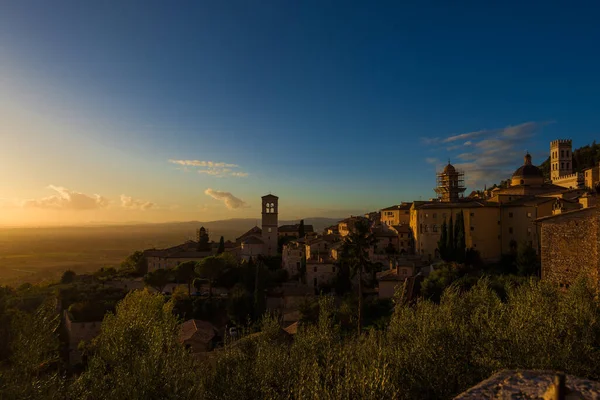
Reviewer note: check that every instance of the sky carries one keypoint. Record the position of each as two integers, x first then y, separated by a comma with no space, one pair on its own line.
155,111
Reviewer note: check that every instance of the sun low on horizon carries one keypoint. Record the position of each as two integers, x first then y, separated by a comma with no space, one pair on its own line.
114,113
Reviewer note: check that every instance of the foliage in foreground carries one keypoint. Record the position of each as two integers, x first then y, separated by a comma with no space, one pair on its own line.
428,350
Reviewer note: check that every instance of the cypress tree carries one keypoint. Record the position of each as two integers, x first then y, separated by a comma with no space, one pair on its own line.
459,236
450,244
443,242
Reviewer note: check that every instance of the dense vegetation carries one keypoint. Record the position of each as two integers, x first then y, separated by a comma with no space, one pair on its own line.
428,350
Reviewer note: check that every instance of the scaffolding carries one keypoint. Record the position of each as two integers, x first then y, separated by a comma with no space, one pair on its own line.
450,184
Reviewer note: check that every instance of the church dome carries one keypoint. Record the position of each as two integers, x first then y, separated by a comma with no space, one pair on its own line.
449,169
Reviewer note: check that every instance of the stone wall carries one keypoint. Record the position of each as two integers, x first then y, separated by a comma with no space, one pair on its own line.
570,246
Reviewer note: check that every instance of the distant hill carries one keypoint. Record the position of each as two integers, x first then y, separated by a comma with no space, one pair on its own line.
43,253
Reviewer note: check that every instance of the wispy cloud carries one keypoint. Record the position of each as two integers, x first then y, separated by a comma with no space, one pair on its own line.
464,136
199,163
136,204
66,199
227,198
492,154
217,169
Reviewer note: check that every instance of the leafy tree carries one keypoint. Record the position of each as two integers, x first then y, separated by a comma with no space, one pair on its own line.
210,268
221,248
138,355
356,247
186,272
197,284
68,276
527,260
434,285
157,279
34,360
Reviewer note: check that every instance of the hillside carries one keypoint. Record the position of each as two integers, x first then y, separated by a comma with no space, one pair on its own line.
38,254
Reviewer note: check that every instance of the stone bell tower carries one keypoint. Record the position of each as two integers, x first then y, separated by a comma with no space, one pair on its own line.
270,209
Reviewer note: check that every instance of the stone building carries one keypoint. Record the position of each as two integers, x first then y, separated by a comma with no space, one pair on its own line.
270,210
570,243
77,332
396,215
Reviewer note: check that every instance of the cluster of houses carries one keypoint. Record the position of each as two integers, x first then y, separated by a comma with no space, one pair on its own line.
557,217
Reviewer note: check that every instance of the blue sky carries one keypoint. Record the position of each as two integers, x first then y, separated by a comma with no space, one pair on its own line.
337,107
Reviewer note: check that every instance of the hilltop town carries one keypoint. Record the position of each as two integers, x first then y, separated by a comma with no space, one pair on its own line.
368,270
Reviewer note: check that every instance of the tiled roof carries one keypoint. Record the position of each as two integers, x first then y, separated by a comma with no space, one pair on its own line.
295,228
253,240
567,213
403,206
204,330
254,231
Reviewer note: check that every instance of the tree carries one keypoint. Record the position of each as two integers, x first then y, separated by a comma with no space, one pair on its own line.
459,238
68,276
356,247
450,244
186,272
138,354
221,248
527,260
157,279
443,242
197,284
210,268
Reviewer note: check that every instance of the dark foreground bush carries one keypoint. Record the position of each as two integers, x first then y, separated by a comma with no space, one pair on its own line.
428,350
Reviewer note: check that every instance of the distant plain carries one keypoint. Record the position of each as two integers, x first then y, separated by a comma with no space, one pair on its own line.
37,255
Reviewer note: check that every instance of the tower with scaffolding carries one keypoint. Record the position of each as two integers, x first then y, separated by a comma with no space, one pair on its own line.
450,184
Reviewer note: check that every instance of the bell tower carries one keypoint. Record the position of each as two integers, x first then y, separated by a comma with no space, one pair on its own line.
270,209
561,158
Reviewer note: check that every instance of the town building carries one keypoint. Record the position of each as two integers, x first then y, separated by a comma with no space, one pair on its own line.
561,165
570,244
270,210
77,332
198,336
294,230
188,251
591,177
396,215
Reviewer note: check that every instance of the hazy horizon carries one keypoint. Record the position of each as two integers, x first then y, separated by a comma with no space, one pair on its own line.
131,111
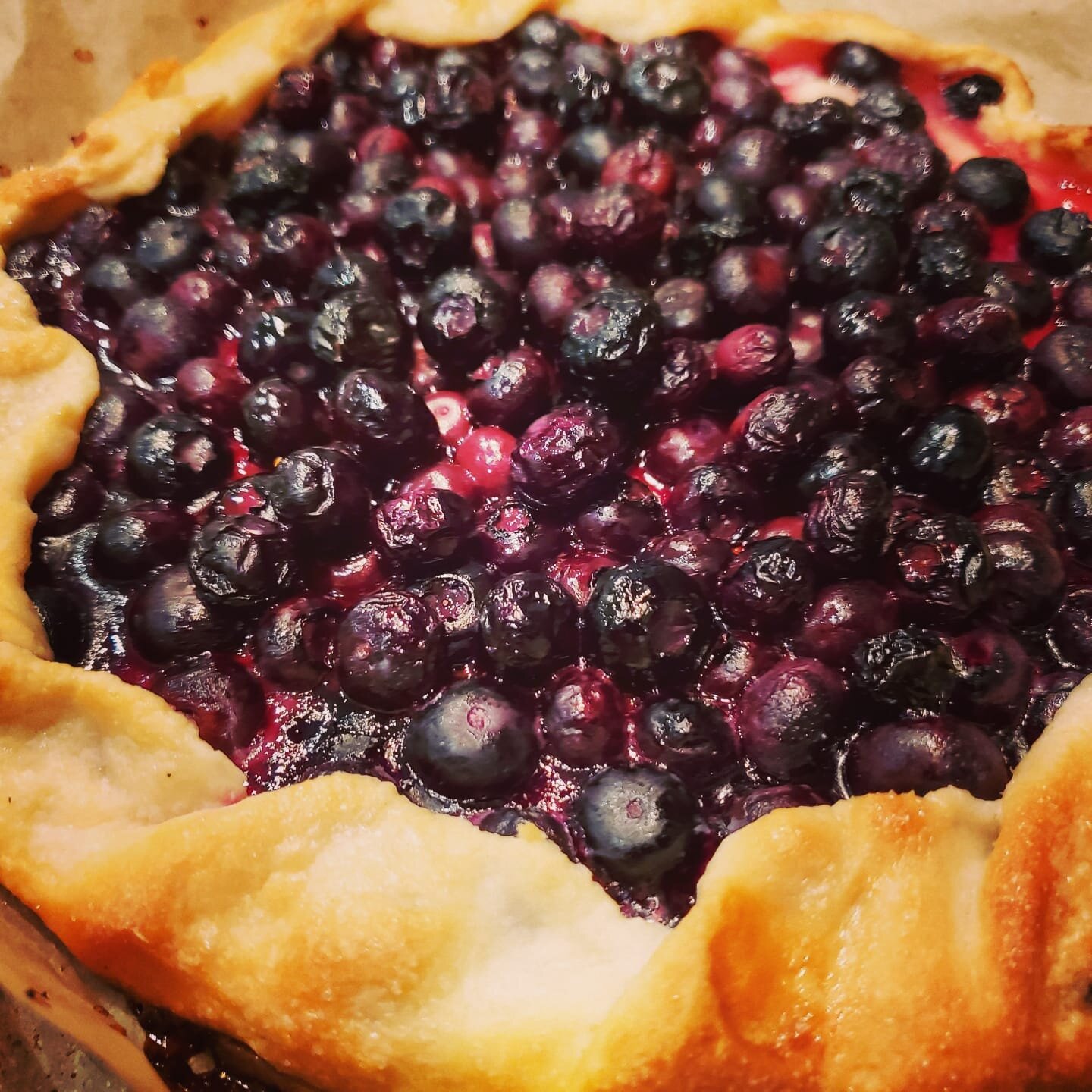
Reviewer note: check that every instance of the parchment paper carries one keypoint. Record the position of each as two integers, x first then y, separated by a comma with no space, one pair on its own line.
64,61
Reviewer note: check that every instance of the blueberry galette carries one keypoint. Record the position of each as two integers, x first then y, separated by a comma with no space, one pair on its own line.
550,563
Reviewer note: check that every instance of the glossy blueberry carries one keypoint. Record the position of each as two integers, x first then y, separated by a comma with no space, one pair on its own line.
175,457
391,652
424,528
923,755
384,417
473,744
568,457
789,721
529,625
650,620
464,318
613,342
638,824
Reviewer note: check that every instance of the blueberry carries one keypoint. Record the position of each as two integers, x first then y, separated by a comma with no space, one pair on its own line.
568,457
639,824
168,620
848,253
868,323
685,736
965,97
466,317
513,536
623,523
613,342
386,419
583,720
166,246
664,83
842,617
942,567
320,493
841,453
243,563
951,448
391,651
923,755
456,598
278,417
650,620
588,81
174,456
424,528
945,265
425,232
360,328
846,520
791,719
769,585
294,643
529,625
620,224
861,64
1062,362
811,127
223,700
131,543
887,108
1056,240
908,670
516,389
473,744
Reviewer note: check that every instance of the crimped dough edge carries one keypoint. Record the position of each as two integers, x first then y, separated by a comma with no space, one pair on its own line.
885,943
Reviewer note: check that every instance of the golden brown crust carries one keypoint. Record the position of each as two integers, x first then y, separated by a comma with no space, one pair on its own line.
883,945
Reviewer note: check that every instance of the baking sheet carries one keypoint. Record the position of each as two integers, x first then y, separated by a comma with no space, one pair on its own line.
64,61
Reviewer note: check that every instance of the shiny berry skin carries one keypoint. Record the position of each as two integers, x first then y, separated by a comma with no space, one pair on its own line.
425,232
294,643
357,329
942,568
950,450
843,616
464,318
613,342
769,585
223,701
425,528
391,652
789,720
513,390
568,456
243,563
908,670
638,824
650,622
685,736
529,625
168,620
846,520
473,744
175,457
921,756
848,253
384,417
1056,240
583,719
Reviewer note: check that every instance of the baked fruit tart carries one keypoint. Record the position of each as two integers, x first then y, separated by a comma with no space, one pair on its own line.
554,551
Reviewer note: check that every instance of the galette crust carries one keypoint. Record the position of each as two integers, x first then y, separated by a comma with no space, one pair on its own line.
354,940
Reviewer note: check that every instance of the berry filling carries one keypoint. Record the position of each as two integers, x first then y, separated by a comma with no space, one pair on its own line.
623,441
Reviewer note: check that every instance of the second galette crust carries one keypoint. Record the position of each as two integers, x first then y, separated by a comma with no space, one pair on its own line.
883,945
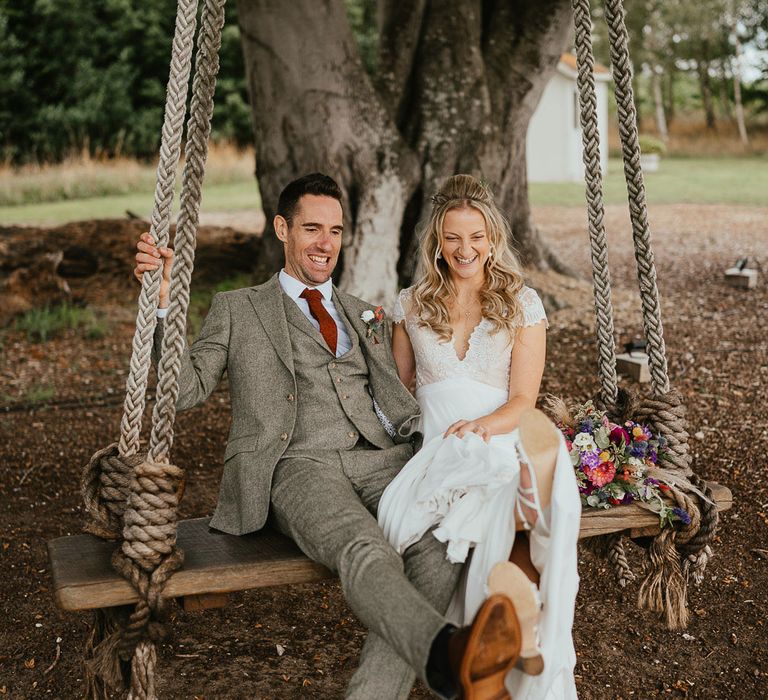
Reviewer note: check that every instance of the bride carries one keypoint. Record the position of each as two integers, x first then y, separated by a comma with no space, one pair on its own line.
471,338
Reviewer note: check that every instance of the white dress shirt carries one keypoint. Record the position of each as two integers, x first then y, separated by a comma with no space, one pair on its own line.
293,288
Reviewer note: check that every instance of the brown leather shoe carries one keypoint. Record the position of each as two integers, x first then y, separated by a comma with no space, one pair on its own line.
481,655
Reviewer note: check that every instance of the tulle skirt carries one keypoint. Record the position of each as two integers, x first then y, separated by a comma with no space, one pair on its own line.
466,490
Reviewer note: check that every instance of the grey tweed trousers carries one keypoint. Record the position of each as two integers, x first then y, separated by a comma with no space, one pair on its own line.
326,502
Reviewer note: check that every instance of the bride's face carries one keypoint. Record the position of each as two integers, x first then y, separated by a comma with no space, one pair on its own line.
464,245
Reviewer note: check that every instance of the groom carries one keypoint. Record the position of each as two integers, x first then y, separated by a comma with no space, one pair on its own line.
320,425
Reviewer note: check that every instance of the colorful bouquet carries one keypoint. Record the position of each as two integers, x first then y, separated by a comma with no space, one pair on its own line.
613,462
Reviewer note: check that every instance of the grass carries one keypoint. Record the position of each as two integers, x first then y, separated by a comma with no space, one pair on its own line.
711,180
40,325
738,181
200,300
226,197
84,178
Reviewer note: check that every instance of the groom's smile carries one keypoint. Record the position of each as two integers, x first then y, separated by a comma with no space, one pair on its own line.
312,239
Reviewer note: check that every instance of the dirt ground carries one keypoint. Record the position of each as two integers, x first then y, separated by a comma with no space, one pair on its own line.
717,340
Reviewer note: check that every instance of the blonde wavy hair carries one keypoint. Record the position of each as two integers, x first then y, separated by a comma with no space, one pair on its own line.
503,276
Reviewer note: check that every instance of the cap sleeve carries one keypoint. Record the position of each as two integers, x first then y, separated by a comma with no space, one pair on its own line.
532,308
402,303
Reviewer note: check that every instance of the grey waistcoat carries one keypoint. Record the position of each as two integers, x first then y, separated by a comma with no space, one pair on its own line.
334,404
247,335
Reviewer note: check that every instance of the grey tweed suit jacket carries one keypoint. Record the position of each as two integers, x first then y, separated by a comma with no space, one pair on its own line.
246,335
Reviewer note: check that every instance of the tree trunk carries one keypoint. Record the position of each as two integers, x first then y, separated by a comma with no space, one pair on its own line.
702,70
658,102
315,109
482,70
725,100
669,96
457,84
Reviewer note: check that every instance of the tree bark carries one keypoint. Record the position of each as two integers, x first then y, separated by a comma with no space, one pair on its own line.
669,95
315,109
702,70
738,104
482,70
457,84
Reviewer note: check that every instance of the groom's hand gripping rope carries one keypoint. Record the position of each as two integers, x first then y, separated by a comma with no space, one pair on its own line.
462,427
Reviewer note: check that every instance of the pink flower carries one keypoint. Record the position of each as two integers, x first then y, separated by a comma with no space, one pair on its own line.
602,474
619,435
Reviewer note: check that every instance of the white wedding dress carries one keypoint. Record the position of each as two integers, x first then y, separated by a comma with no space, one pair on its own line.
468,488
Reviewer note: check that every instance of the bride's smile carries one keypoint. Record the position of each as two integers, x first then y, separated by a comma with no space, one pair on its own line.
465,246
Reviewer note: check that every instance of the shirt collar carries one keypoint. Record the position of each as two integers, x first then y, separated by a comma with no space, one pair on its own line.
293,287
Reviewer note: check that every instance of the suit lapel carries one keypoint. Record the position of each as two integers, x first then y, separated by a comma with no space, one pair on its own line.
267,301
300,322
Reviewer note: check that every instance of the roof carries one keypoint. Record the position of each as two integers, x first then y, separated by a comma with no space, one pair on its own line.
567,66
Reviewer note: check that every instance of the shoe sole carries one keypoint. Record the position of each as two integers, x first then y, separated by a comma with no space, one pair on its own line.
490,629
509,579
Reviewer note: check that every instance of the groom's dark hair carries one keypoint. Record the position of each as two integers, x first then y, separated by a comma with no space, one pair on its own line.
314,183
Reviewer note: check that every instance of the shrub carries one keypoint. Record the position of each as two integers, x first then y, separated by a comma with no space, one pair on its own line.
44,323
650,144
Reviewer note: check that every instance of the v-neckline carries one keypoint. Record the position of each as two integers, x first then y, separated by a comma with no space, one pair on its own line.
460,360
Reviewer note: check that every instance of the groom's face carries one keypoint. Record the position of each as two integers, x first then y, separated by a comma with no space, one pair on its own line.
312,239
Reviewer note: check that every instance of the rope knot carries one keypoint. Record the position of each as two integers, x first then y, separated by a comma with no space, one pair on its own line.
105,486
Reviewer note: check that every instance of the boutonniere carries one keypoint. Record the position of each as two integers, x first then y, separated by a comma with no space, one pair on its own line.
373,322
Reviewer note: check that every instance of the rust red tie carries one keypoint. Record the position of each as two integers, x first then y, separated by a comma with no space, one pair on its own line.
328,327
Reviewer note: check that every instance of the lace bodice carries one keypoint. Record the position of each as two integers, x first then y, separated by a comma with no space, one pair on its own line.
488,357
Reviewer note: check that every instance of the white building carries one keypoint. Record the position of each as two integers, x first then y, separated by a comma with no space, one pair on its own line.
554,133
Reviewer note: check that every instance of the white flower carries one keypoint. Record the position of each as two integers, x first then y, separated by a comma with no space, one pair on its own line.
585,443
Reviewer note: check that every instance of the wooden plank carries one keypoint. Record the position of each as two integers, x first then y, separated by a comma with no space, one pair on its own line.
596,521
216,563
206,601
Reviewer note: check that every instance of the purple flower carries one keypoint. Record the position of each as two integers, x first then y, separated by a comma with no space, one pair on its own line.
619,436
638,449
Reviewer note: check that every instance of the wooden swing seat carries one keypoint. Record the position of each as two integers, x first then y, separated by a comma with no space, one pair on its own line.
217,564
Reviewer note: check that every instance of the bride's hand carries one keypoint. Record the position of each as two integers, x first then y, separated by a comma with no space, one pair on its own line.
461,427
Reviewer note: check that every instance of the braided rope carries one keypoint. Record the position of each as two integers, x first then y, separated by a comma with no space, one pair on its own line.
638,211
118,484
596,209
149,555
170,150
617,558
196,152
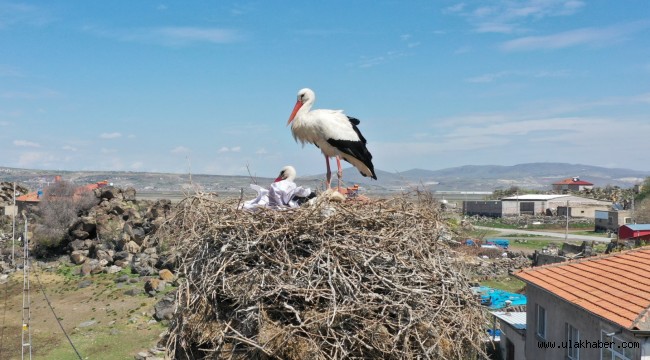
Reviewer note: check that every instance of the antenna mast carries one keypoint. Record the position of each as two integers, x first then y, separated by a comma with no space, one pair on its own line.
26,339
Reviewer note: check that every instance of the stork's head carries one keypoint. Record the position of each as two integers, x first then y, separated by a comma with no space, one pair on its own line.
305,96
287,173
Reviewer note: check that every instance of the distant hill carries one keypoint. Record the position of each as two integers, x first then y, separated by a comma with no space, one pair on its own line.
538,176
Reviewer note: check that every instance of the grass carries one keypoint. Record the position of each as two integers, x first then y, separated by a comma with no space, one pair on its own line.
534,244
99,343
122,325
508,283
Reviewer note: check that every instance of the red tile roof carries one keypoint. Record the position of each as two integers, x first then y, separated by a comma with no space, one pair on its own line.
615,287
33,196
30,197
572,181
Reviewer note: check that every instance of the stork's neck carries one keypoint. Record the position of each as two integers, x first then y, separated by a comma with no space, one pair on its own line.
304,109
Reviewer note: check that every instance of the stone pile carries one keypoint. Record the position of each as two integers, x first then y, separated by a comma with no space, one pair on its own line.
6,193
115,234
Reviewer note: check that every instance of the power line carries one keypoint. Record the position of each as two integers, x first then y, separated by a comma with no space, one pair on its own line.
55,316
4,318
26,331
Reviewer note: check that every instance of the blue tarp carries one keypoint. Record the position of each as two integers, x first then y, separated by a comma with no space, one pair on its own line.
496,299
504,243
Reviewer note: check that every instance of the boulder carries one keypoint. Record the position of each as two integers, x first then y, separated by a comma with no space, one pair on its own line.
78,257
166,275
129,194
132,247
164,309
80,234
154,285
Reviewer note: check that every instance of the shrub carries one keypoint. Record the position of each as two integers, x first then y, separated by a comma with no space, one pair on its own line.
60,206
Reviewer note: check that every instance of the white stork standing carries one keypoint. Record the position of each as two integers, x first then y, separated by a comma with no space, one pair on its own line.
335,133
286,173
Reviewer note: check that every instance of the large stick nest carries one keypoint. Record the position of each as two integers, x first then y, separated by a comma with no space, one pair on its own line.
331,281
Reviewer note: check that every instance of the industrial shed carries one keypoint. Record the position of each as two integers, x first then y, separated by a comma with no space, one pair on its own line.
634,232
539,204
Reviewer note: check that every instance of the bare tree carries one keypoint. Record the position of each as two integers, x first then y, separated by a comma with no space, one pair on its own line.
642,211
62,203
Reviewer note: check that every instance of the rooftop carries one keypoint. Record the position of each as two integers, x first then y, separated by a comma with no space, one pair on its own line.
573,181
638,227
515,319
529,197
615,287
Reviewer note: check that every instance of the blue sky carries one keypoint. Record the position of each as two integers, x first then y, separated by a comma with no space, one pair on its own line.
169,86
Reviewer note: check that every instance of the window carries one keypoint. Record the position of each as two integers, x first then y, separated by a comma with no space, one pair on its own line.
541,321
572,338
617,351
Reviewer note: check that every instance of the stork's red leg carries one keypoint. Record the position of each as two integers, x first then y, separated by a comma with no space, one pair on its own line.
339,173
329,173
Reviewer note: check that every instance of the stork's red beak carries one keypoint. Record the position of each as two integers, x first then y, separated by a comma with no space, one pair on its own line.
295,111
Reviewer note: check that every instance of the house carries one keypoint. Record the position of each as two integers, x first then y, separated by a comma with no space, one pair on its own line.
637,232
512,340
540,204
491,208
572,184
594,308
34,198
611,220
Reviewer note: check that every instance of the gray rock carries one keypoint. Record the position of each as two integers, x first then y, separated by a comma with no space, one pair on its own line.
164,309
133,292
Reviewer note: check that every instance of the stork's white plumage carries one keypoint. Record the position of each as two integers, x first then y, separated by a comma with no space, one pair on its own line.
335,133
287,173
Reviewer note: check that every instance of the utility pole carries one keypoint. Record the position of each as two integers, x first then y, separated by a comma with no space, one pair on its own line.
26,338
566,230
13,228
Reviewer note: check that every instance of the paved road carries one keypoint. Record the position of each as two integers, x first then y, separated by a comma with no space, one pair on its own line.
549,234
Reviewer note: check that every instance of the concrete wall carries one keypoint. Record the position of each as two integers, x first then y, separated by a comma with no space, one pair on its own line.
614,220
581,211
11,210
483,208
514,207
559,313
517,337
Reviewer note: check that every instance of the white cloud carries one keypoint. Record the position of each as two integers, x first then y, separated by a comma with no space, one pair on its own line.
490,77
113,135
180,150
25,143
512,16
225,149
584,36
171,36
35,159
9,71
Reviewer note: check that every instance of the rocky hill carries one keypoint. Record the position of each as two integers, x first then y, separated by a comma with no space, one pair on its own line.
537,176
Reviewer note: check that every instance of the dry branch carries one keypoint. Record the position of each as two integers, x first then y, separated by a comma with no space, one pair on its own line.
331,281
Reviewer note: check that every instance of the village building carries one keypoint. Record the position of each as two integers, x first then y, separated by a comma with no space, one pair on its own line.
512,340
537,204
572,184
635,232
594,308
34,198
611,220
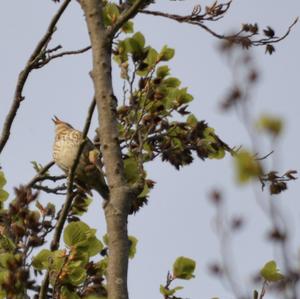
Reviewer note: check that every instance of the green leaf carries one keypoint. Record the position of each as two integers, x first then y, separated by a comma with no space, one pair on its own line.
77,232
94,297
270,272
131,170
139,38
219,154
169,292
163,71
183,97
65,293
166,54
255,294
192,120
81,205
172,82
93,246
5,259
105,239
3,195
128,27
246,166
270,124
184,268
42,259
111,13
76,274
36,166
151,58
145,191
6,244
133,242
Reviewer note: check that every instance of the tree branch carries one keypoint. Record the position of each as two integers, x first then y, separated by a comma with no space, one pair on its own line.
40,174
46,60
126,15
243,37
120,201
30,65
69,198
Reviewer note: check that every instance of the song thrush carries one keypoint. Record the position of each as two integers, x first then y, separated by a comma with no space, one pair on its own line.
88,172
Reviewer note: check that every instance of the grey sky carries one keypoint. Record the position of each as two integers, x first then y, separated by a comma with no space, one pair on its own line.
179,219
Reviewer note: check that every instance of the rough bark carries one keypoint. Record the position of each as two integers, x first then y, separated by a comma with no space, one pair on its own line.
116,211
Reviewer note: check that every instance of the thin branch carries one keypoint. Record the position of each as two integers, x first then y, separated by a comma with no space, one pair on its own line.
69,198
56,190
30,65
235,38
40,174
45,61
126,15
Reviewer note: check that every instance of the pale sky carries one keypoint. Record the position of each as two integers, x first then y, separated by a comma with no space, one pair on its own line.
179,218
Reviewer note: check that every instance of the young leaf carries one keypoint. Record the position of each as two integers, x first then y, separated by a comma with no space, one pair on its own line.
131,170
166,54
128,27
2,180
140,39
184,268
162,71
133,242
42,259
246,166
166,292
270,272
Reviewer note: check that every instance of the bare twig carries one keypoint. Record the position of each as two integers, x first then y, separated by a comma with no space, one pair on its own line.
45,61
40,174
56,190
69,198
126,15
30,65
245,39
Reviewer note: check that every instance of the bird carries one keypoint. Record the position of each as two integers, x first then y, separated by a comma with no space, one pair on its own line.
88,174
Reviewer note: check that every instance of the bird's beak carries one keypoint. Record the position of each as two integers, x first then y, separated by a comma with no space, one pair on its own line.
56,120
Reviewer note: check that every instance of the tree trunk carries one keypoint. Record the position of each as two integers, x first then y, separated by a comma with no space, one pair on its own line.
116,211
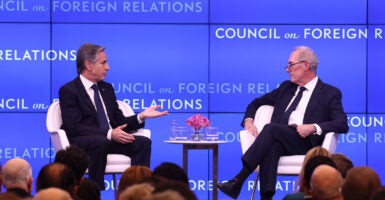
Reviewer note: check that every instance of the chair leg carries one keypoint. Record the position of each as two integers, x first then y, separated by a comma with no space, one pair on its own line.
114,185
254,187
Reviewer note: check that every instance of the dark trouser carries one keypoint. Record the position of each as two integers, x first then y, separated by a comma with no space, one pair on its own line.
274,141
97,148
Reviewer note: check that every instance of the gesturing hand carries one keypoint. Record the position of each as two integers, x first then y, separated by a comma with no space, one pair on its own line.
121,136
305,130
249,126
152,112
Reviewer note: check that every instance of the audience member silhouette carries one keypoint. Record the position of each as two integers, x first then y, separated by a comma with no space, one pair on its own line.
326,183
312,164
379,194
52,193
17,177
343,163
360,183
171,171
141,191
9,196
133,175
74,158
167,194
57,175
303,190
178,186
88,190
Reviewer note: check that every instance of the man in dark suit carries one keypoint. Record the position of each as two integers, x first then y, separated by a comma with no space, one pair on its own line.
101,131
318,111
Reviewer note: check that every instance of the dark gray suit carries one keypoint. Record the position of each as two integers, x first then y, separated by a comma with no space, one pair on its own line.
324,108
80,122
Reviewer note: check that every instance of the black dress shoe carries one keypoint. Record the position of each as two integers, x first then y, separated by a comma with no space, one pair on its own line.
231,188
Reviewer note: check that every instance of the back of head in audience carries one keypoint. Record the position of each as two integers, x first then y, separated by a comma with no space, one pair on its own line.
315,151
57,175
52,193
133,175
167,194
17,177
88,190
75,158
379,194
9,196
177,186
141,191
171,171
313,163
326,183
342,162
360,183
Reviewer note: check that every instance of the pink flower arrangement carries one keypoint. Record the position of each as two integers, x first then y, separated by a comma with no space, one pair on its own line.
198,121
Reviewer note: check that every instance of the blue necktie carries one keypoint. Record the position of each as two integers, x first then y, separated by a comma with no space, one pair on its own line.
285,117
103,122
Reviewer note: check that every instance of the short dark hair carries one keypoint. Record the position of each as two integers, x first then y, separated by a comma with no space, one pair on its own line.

________________________

REQUIRED TASK: Write out, word for word, the line containing "Reviewer note: check that every instance of the black" and every line after it to the end of the data above.

TASK RESPONSE:
Reviewer note: check that every instance of the black dress shoe carries one keypoint. Record the position of each as two integers, x first then y, separated by a comma with no space, one pair on its own line.
231,188
Reviewer note: check that every instance of the back of head in audience carries one keypoint. Record the position of each as two integers, x first then y, separated by a comma with no space, one pair on its own line.
315,151
57,175
52,193
133,175
167,194
17,177
88,190
75,158
379,194
9,196
177,186
141,191
171,171
313,163
326,183
342,162
360,183
Reviewer note: check that every instance of the pink flower arrangement carries one keypoint. Record the position of each as two integers, x first then y, separated by a comma with no space, one pair on its own line.
198,121
Reviewer note: check that every instance of the blue necktie carries one keypoint. Record the position of each as two integers, x first then y, separated by a comma with no space, one pair on its own line.
285,117
103,122
Reviewer note: check that every instance of the short dark hair carries one keypoint. Record the position of each as two integers, x first then y, separated by a comma with no space, one pair on its own line.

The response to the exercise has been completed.